(Material to process Opens)

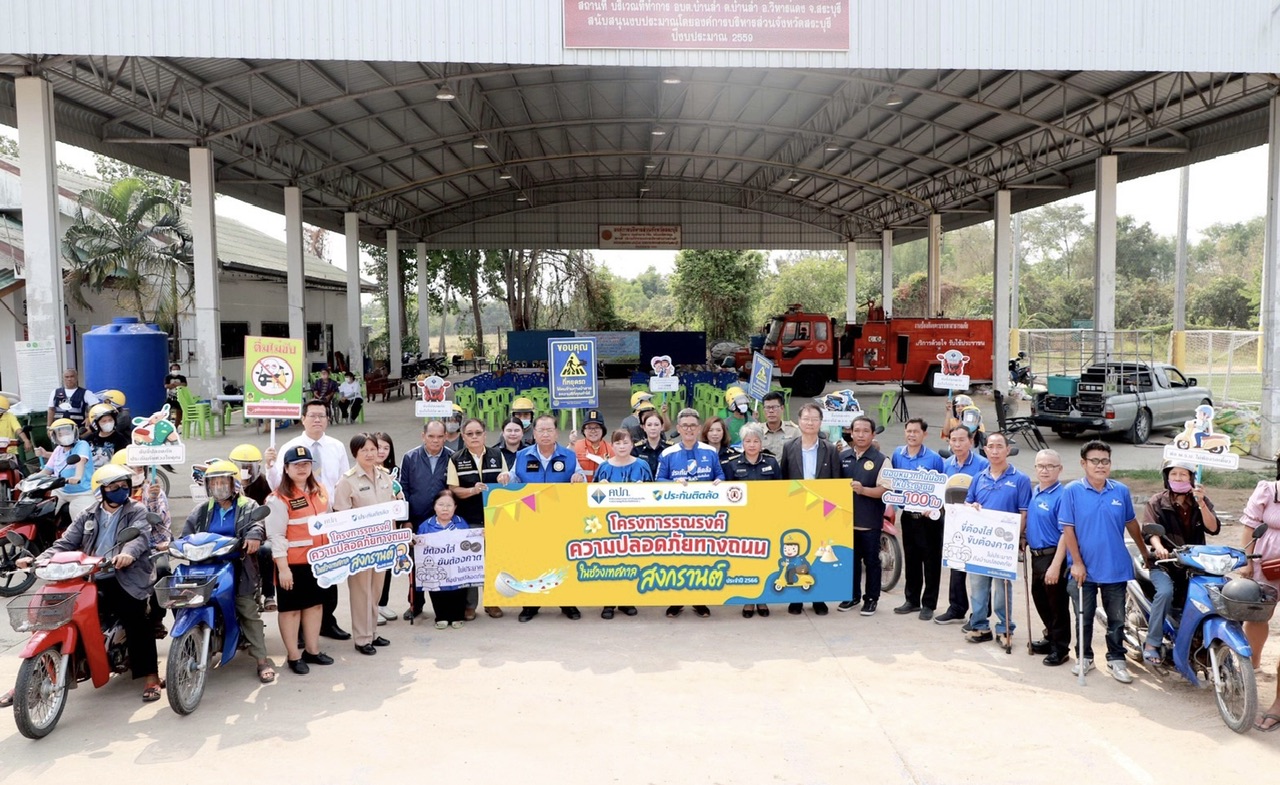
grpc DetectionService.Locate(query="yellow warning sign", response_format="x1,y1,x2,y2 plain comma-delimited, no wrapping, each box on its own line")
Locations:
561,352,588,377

(Material to process Closes)
(Material to process Opens)

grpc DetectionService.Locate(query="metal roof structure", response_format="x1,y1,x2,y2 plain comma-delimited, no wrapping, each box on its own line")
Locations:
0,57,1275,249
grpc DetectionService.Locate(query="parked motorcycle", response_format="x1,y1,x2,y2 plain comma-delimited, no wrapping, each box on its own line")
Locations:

(Material to process Closes)

Activity:
Looking at the entries above, work out how many lines contain "grpc", then reply with that number and no other words.

Answer space:
3